PROBLEM DESCRIPTION: Could you render the rows below as a numbered list, from the line containing "For each <instance>" through the line containing "positive clicks: (715, 371)", leaving out any blank lines?

EXERCISE DATA:
'''

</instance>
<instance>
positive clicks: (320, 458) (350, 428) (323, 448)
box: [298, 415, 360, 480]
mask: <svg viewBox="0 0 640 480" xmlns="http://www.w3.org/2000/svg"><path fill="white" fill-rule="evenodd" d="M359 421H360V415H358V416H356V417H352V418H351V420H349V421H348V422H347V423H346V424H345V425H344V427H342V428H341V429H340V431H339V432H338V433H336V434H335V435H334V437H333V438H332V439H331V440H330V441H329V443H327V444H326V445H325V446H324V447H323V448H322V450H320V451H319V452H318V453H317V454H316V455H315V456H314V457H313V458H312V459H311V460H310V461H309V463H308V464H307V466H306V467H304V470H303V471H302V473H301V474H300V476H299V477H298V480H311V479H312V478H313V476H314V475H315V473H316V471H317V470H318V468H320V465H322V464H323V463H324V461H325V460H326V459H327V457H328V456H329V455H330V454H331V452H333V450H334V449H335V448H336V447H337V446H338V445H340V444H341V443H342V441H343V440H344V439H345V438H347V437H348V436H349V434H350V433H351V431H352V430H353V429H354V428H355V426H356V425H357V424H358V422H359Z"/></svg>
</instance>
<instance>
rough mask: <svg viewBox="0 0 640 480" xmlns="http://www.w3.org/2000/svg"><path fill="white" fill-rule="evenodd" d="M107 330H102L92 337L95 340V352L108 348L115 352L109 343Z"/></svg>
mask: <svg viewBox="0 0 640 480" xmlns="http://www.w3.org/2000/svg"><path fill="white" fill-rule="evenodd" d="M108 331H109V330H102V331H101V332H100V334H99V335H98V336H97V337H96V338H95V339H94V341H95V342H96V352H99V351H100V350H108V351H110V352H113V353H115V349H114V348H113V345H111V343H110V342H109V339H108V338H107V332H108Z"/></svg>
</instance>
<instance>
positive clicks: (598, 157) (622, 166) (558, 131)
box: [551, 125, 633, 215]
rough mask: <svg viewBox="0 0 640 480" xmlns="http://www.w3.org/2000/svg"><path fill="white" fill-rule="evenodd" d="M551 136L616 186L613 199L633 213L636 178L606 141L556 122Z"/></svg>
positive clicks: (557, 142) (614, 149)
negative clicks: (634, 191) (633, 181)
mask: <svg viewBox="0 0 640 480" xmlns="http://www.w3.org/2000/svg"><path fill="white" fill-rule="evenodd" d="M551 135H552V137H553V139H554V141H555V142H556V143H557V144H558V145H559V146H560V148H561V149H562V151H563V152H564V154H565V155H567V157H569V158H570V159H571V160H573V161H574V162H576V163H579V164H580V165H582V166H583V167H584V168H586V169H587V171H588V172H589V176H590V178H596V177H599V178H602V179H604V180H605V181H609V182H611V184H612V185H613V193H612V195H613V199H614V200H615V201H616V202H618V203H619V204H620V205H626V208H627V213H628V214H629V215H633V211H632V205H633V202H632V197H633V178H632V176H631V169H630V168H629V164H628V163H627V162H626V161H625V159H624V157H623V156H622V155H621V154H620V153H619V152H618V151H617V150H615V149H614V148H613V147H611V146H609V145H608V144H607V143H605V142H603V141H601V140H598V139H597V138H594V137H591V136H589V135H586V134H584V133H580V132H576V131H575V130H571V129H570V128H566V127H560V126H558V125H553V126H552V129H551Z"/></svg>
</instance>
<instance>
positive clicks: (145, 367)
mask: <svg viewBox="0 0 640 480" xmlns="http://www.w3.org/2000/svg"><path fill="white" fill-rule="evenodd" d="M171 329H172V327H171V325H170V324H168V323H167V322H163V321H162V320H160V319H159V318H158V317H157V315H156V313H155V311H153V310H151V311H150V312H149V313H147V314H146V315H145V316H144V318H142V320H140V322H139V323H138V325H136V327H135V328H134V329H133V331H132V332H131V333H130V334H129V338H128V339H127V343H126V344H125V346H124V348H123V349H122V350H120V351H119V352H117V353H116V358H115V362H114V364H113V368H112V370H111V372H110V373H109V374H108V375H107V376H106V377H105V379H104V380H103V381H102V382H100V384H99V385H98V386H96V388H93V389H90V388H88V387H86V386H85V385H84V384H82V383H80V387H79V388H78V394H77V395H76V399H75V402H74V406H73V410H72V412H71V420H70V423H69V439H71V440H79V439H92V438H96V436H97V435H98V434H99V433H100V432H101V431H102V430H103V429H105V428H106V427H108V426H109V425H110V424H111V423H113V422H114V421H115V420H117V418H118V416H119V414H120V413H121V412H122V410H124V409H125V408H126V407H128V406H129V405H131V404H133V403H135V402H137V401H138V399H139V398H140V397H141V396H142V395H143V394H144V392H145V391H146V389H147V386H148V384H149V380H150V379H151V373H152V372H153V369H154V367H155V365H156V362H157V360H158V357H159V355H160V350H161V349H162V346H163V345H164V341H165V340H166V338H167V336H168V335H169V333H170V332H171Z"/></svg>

'''
'''

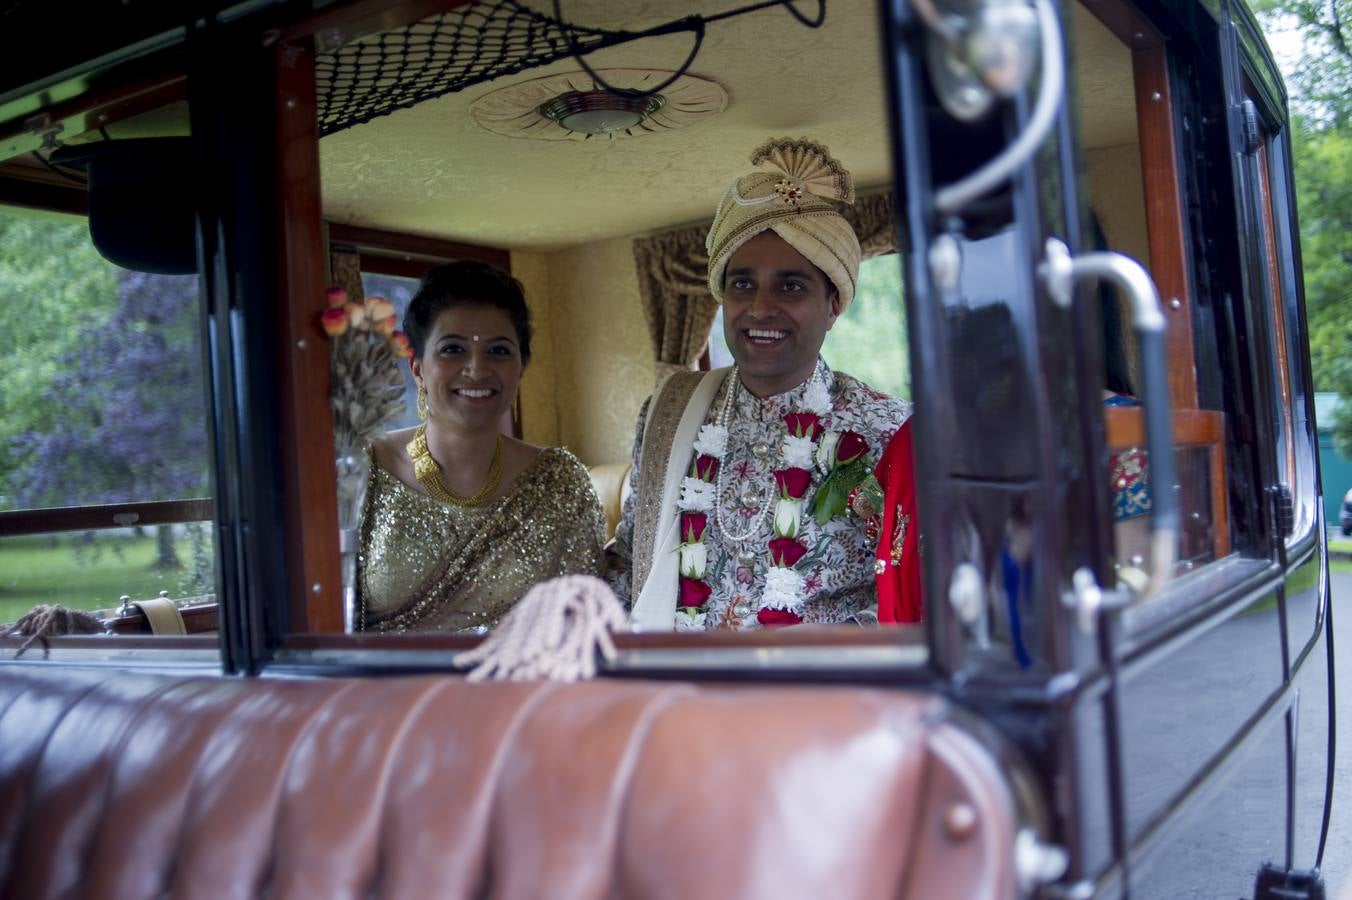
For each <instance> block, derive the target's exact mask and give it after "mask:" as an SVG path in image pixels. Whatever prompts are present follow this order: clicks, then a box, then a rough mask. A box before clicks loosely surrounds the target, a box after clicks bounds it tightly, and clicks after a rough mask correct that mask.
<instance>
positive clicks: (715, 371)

'''

RESPONSE FOR THIS EXERCISE:
1. For each <instance> block, derive the target's exact mask and give it after "mask:" as an SVG path in image pixels. Whatever prompts are present follow this order: clicks, then a box, then a rough mask. A box before clicks loosely surrounds the target, a box after clicks bounds it tightly, and clicks after a rough mask correct that mask.
2. <instance>
3. positive clicks: (715, 371)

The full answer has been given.